**What you will do:** Please copy out the records below from their beginning up to and including the line with "xmin=93 ymin=67 xmax=107 ymax=84", leaving the pictures out of your answer.

##### Input #####

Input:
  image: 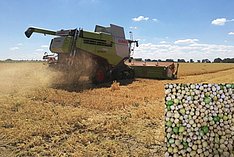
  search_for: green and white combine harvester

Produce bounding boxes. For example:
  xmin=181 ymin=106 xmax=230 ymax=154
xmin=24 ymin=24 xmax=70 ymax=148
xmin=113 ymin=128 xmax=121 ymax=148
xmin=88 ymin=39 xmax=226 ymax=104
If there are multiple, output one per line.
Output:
xmin=25 ymin=24 xmax=178 ymax=84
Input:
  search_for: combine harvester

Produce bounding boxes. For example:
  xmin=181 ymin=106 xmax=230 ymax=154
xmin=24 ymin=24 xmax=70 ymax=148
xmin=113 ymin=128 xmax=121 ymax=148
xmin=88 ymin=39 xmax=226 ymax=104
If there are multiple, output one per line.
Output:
xmin=25 ymin=24 xmax=178 ymax=84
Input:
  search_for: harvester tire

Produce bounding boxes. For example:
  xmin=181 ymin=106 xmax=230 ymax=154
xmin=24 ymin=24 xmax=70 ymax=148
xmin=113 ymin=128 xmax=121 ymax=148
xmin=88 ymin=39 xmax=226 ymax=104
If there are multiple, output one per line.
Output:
xmin=93 ymin=67 xmax=107 ymax=84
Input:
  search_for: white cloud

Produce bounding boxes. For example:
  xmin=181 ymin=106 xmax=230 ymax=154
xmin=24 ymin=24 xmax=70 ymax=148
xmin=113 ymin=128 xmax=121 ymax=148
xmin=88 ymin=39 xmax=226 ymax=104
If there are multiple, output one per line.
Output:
xmin=159 ymin=41 xmax=168 ymax=44
xmin=174 ymin=39 xmax=199 ymax=44
xmin=211 ymin=18 xmax=234 ymax=26
xmin=41 ymin=45 xmax=49 ymax=48
xmin=152 ymin=19 xmax=159 ymax=22
xmin=129 ymin=26 xmax=138 ymax=29
xmin=17 ymin=43 xmax=23 ymax=46
xmin=10 ymin=46 xmax=19 ymax=51
xmin=35 ymin=49 xmax=44 ymax=52
xmin=132 ymin=16 xmax=149 ymax=22
xmin=133 ymin=43 xmax=234 ymax=61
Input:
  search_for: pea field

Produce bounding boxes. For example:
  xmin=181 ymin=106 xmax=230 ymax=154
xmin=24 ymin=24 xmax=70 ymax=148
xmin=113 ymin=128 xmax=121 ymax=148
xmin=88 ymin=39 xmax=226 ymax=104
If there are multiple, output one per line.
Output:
xmin=0 ymin=63 xmax=234 ymax=157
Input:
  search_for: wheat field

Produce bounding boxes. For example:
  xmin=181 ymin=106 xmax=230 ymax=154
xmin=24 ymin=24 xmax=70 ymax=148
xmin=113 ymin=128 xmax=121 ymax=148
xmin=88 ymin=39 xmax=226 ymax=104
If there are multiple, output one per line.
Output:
xmin=0 ymin=63 xmax=234 ymax=157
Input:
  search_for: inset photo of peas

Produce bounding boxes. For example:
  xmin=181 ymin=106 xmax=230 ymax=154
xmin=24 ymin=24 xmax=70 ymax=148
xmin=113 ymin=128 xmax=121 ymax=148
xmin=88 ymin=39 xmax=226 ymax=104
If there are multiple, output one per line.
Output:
xmin=165 ymin=83 xmax=234 ymax=157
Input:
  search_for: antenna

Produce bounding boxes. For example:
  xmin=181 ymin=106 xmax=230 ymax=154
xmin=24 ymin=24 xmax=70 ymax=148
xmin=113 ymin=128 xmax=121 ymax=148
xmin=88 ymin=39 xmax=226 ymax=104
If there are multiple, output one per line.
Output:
xmin=129 ymin=31 xmax=133 ymax=40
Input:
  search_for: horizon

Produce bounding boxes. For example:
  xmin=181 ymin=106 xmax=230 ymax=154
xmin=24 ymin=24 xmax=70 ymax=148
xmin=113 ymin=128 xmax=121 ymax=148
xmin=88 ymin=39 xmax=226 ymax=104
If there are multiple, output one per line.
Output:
xmin=0 ymin=0 xmax=234 ymax=61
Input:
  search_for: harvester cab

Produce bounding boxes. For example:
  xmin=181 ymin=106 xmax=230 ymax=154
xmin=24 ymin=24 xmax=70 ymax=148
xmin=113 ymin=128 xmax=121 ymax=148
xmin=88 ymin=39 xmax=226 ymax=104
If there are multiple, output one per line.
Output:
xmin=25 ymin=24 xmax=176 ymax=83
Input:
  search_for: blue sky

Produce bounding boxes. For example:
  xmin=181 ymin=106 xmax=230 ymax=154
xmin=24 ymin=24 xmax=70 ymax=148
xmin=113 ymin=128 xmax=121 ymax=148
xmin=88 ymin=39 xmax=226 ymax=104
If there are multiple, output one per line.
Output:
xmin=0 ymin=0 xmax=234 ymax=60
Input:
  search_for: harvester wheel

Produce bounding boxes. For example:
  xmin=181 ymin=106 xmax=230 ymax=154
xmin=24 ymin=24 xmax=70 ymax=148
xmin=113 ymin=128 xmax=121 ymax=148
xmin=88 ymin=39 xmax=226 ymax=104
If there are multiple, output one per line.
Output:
xmin=129 ymin=69 xmax=135 ymax=79
xmin=93 ymin=67 xmax=106 ymax=84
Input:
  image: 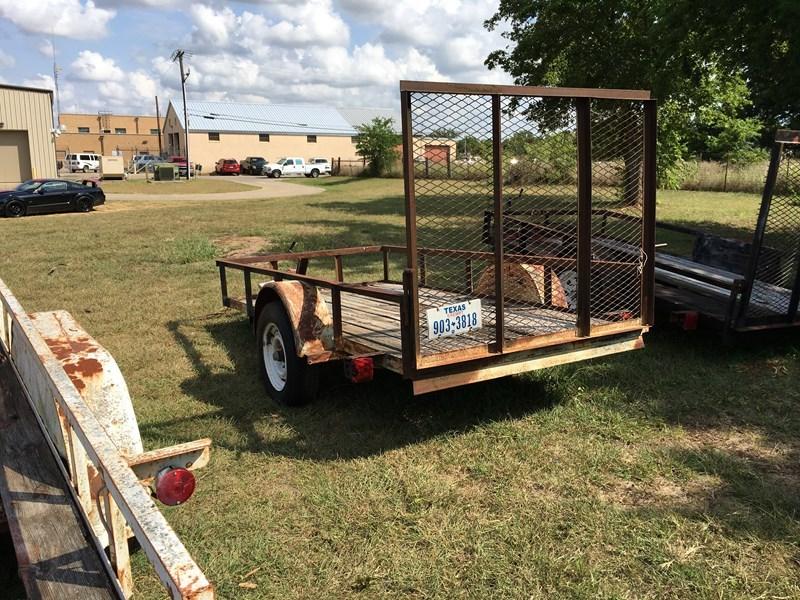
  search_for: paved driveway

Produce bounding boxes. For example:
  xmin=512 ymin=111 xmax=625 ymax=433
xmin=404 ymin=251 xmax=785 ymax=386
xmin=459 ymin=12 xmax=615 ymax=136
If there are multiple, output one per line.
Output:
xmin=106 ymin=175 xmax=324 ymax=200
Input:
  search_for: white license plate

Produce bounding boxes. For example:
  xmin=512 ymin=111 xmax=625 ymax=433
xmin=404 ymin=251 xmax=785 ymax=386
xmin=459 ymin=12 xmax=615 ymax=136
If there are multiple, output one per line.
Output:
xmin=425 ymin=300 xmax=483 ymax=340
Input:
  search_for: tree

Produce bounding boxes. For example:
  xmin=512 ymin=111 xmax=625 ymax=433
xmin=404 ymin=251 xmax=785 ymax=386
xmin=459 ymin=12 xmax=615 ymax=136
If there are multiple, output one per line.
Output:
xmin=486 ymin=0 xmax=782 ymax=184
xmin=356 ymin=117 xmax=400 ymax=177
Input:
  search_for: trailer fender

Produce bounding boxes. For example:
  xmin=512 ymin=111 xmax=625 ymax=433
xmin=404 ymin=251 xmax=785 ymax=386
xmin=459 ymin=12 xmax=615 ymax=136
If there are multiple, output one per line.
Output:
xmin=254 ymin=281 xmax=334 ymax=357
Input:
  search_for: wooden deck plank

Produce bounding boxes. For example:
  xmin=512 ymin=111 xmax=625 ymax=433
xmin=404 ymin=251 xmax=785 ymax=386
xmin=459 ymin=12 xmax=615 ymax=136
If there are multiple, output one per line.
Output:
xmin=0 ymin=353 xmax=120 ymax=600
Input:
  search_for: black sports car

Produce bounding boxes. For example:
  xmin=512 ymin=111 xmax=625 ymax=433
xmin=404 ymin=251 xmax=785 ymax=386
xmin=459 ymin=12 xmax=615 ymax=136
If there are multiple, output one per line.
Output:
xmin=0 ymin=179 xmax=106 ymax=217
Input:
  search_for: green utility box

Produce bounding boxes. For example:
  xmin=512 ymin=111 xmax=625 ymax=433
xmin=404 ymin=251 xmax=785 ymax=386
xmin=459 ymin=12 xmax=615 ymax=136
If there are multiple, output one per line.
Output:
xmin=153 ymin=163 xmax=178 ymax=181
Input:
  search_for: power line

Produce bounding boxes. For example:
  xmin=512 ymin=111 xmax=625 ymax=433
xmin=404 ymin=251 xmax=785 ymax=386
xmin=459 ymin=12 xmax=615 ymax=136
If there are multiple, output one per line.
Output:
xmin=188 ymin=111 xmax=354 ymax=133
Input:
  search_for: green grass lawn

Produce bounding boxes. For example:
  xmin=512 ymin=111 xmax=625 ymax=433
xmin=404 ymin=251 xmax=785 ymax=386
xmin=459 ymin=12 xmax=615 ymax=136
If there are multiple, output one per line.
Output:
xmin=0 ymin=178 xmax=800 ymax=599
xmin=101 ymin=177 xmax=257 ymax=196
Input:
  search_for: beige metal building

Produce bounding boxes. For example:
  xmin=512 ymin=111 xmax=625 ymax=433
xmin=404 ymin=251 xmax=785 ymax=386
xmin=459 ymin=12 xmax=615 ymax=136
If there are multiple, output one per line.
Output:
xmin=0 ymin=84 xmax=57 ymax=185
xmin=163 ymin=102 xmax=391 ymax=173
xmin=56 ymin=112 xmax=160 ymax=163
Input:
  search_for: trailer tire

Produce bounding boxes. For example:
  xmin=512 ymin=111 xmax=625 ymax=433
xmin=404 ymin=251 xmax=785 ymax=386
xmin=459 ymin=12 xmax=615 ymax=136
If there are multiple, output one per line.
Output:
xmin=256 ymin=301 xmax=319 ymax=406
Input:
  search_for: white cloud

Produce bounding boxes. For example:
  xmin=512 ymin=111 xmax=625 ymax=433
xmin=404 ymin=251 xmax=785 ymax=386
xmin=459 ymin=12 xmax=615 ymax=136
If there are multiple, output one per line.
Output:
xmin=6 ymin=0 xmax=510 ymax=113
xmin=0 ymin=0 xmax=116 ymax=39
xmin=0 ymin=48 xmax=17 ymax=69
xmin=71 ymin=50 xmax=125 ymax=82
xmin=39 ymin=40 xmax=55 ymax=60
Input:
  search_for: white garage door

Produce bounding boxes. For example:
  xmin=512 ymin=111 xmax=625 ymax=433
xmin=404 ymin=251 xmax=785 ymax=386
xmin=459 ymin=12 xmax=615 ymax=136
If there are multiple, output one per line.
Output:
xmin=0 ymin=131 xmax=31 ymax=183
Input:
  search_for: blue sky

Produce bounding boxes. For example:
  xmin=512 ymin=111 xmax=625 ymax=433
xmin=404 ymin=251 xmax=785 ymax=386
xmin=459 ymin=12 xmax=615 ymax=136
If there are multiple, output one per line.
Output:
xmin=0 ymin=0 xmax=509 ymax=114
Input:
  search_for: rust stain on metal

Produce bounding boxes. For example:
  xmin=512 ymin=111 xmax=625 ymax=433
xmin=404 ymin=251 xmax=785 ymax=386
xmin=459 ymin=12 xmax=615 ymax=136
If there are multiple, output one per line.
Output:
xmin=63 ymin=358 xmax=103 ymax=391
xmin=267 ymin=281 xmax=334 ymax=357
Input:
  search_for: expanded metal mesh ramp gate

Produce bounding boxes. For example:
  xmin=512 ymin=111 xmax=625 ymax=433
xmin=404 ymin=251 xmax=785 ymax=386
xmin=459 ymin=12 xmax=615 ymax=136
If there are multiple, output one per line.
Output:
xmin=401 ymin=82 xmax=656 ymax=367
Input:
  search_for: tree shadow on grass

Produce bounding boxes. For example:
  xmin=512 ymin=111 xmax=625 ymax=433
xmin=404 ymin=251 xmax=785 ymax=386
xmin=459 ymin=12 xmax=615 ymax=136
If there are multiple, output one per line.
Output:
xmin=576 ymin=328 xmax=800 ymax=558
xmin=150 ymin=314 xmax=560 ymax=460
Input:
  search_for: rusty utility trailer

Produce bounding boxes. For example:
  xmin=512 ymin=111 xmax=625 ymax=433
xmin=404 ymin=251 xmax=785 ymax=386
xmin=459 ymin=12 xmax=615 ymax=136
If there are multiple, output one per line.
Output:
xmin=655 ymin=130 xmax=800 ymax=335
xmin=217 ymin=81 xmax=656 ymax=404
xmin=0 ymin=280 xmax=215 ymax=600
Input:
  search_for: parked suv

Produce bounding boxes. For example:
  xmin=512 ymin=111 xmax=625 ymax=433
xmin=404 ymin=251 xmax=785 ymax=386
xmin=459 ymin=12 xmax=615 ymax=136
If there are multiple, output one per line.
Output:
xmin=64 ymin=154 xmax=100 ymax=173
xmin=239 ymin=156 xmax=267 ymax=175
xmin=133 ymin=154 xmax=164 ymax=172
xmin=214 ymin=158 xmax=241 ymax=175
xmin=308 ymin=158 xmax=331 ymax=177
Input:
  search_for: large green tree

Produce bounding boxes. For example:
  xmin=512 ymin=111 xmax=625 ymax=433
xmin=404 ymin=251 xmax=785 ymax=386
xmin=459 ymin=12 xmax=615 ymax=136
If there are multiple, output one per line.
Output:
xmin=356 ymin=117 xmax=401 ymax=177
xmin=486 ymin=0 xmax=800 ymax=184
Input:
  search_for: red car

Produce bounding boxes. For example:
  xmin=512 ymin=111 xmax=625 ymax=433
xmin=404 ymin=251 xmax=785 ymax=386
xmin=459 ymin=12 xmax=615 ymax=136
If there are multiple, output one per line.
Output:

#####

**Exercise solution:**
Input:
  image: 
  search_for: green and white combine harvester

Produce bounding boxes. For example:
  xmin=181 ymin=106 xmax=230 ymax=154
xmin=24 ymin=24 xmax=70 ymax=148
xmin=113 ymin=128 xmax=121 ymax=148
xmin=88 ymin=39 xmax=226 ymax=104
If there are multiple, output one per line.
Output:
xmin=25 ymin=24 xmax=178 ymax=84
Input:
  search_for: combine harvester

Produce bounding boxes. For example:
  xmin=181 ymin=106 xmax=230 ymax=154
xmin=24 ymin=24 xmax=70 ymax=148
xmin=113 ymin=128 xmax=121 ymax=148
xmin=88 ymin=39 xmax=226 ymax=104
If there are multiple, output one per line.
Output:
xmin=25 ymin=24 xmax=178 ymax=84
Input:
  search_for: harvester tire

Produce bounding boxes. For example:
  xmin=181 ymin=106 xmax=230 ymax=154
xmin=24 ymin=24 xmax=70 ymax=148
xmin=113 ymin=128 xmax=121 ymax=148
xmin=88 ymin=39 xmax=226 ymax=104
If there are multiple, output one per line.
Output:
xmin=93 ymin=67 xmax=107 ymax=84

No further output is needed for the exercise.